SET TASK
Transcribe every line of the records verbatim.

DATA LISTING
START
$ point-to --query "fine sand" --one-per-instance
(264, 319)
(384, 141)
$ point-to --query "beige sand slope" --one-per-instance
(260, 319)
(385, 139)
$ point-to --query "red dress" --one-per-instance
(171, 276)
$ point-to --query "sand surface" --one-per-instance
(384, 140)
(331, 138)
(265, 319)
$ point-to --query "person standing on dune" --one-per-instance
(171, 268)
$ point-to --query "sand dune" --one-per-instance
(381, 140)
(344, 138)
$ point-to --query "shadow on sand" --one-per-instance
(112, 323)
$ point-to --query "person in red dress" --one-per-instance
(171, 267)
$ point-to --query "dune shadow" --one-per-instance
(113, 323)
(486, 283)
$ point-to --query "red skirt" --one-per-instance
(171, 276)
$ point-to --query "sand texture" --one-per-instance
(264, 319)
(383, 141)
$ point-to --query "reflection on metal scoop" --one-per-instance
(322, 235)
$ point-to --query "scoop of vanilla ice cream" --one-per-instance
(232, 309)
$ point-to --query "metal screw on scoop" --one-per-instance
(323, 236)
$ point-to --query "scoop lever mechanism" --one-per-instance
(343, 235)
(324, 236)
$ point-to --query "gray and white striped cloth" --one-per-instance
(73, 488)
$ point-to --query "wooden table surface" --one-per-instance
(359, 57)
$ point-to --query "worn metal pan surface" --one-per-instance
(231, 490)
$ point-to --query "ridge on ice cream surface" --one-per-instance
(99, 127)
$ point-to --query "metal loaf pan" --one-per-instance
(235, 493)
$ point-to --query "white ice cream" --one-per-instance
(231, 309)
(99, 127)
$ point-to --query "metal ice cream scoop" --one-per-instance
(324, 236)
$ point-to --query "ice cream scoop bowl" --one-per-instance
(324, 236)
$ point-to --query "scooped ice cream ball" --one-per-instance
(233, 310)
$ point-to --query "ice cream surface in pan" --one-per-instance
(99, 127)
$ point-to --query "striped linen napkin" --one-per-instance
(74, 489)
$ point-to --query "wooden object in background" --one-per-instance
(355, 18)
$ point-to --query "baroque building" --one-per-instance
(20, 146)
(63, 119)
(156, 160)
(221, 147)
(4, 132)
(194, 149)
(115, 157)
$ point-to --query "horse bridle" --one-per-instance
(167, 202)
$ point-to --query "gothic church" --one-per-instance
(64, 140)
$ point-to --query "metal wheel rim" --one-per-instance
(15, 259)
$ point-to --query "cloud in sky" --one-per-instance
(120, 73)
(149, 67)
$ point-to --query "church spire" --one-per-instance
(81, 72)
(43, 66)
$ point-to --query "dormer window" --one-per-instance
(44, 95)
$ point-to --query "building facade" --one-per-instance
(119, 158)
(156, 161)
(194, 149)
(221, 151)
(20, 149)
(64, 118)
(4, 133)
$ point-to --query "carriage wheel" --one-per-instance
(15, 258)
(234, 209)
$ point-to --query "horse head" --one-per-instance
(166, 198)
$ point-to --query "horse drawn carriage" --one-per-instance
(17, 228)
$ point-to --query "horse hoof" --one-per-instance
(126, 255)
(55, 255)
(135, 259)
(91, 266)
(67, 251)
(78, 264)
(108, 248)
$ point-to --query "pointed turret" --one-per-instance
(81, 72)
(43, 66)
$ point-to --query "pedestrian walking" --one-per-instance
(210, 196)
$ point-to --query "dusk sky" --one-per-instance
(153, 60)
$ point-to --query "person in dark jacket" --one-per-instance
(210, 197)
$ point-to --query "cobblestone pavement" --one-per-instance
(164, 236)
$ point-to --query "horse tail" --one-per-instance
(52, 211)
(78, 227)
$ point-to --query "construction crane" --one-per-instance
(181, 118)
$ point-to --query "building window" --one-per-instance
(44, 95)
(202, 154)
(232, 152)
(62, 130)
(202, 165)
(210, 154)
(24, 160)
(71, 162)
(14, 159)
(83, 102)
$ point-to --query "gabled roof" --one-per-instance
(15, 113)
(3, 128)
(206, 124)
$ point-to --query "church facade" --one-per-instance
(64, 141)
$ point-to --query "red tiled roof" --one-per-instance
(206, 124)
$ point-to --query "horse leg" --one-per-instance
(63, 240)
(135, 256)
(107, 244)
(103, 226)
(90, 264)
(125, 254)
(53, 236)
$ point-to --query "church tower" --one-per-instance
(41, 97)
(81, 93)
END
RESPONSE TO THIS TASK
$ point-to --query "fine sand" --one-per-instance
(264, 319)
(384, 141)
$ point-to --query "beige sand slope" --one-per-instance
(260, 319)
(385, 139)
$ point-to --query "red dress" --one-per-instance
(171, 276)
$ point-to --query "sand surface" --one-per-instance
(384, 140)
(331, 138)
(265, 319)
$ point-to --query "person standing on dune" --one-per-instance
(171, 268)
$ point-to --query "sand dune" --one-per-instance
(381, 140)
(344, 138)
$ point-to --query "shadow on sand" --one-per-instance
(112, 323)
$ point-to --query "person in red dress" --one-per-instance
(171, 267)
$ point-to --query "dune shadow" --one-per-instance
(113, 323)
(486, 283)
$ point-to --query "red skirt" --one-per-instance
(171, 276)
$ point-to --query "sand texture" --one-per-instance
(264, 319)
(383, 141)
$ point-to --query "reflection on metal scoop" --one-per-instance
(322, 235)
$ point-to --query "scoop of vanilla ice cream" --one-per-instance
(232, 309)
$ point-to --query "metal screw on scoop" --one-per-instance
(323, 236)
$ point-to --query "scoop lever mechanism" --one-per-instance
(343, 235)
(324, 236)
$ point-to --query "gray and white striped cloth" --one-per-instance
(73, 488)
$ point-to --query "wooden table surface" --one-per-instance
(359, 57)
$ point-to --query "worn metal pan surface" --one-per-instance
(231, 490)
$ point-to --query "ridge on ice cream surface" --one-per-instance
(99, 127)
$ point-to --query "metal loaf pan" --one-per-instance
(235, 493)
$ point-to --query "white ice cream" --one-per-instance
(231, 309)
(99, 127)
$ point-to --query "metal ice cream scoop" --one-per-instance
(324, 236)
$ point-to --query "ice cream scoop bowl" --one-per-instance
(324, 236)
$ point-to --query "scooped ice cream ball" --one-per-instance
(233, 310)
$ point-to --query "ice cream surface in pan" --one-per-instance
(99, 127)
$ point-to --query "striped linen napkin" --one-per-instance
(74, 489)
$ point-to --query "wooden object in background" --one-per-instance
(355, 18)
$ point-to --query "baroque building" --one-per-instance
(20, 146)
(63, 119)
(156, 160)
(221, 147)
(4, 132)
(194, 149)
(115, 157)
$ point-to --query "horse bridle" --one-per-instance
(167, 202)
$ point-to --query "gothic church" --one-per-instance
(64, 140)
$ point-to --query "metal wheel rim" --one-per-instance
(15, 259)
$ point-to --query "cloud in sky" --one-per-instance
(120, 73)
(149, 67)
$ point-to --query "church spire" --one-per-instance
(81, 72)
(43, 66)
$ point-to --query "dormer window" --one-per-instance
(44, 95)
$ point-to --query "building facade" --one-per-instance
(119, 158)
(156, 161)
(194, 149)
(221, 151)
(20, 149)
(64, 118)
(4, 133)
$ point-to --query "carriage wheel" --one-per-instance
(15, 258)
(234, 209)
$ point-to --query "horse head" --one-per-instance
(166, 198)
$ point-to --query "horse drawn carriage" --one-per-instance
(17, 228)
$ point-to --query "horse hoof" --one-per-instance
(126, 255)
(55, 255)
(135, 259)
(91, 266)
(67, 251)
(78, 264)
(108, 248)
$ point-to --query "pointed turret" --one-per-instance
(81, 72)
(43, 66)
$ point-to --query "pedestrian walking" --one-per-instance
(210, 196)
$ point-to --query "dusk sky" --one-per-instance
(153, 60)
$ point-to --query "person in dark jacket" --one-per-instance
(210, 197)
$ point-to --query "cobblestone pavement" --one-per-instance
(164, 236)
$ point-to --query "horse tail" --one-per-instance
(52, 211)
(78, 227)
$ point-to --query "construction crane" --one-per-instance
(181, 118)
$ point-to --query "building window" --one-per-instance
(44, 95)
(202, 154)
(232, 152)
(62, 130)
(202, 165)
(210, 154)
(24, 160)
(71, 162)
(14, 159)
(83, 102)
$ point-to --query "gabled roof" --one-per-instance
(15, 113)
(3, 128)
(206, 124)
$ point-to --query "church facade" --one-per-instance
(64, 141)
$ point-to --query "red tiled roof" --one-per-instance
(206, 124)
$ point-to --query "horse leg" --one-per-instance
(63, 240)
(135, 256)
(107, 244)
(103, 226)
(90, 264)
(125, 254)
(53, 236)
$ point-to --query "church tower" --one-per-instance
(41, 97)
(81, 93)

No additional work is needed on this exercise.